___ SELECTED TEXT ___
Here I used promisified version of pipline which works with async/await. Most of modern Node.js modules has promisified versions which converts callback-based methods to promise-based e.g fs/promises.

After running this code you should have a file file-gziped.txt with its original content.

crypto

The crypto module provides cryptographic functions useful for creating hashes, signing, verifying, encrypting and decrypting data.

For example we can easily create a sha256 hash from a string by using createHash().

import crypto from 'crypto';

const hash = crypto.createHash('sha256');
hash.update('hello world');
const output = hash.digest('hex');
console.log(output); // b94d27b9934d3e08a52e52d7da7dabfac484efe37a5380ee9088f7ace2efcde9

I know it may look confusing but by cryptographic rules we must create a hash object first, then update() it with our content and then call digest() to produce an output in specified encoding.

Another useful function from this module is randomBytes(). This function will produce a Buffer of cryptographically secure random bytes of given length.

import crypto from 'crypto';

const buffer = crypto.randomBytes(16);
console.log(buffer.toString('hex')); // random 16 bytes hexadecimal string

More common use case for crypto module is actually encrypting data.

A popular example of encrypting/decrypting data usually uses an aes-256-cbc algorithm. This is a very secure symmetric algorithm, meaning the same key is used for both encrypting and decrypting the data.
___ PROVIDED DATA ___
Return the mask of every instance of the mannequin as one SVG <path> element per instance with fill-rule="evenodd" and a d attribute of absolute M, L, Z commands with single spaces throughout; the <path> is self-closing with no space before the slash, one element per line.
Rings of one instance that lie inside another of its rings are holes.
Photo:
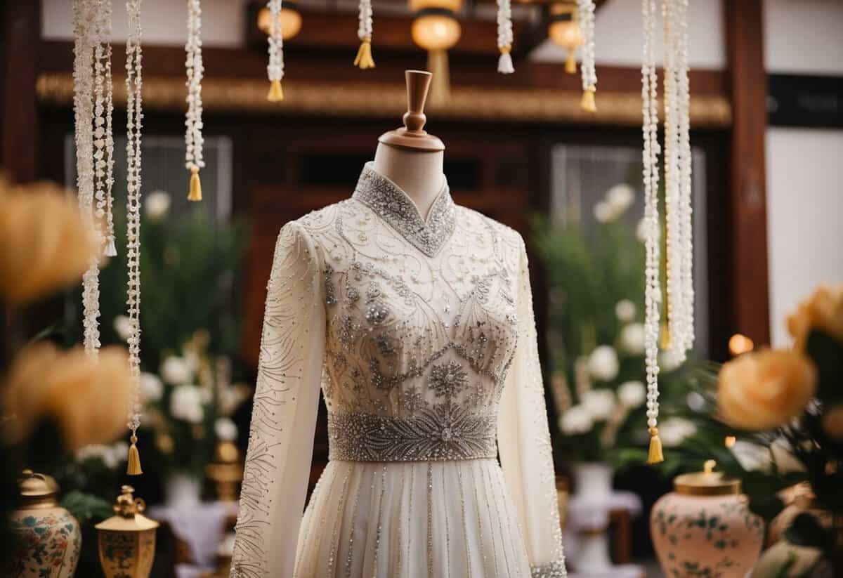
___
▶ TO DO
Turn the paragraph in the text on Node.js modules that begins "I know it may look confusing" into a short list of steps that keeps its main facts. Work from the text on Node.js modules alone.

▶ REPLY TO THE EXERCISE
Cryptographic rules require this order:
- Create a hash object.
- Call update() on it with the content.
- Call digest() to produce the output in the specified encoding.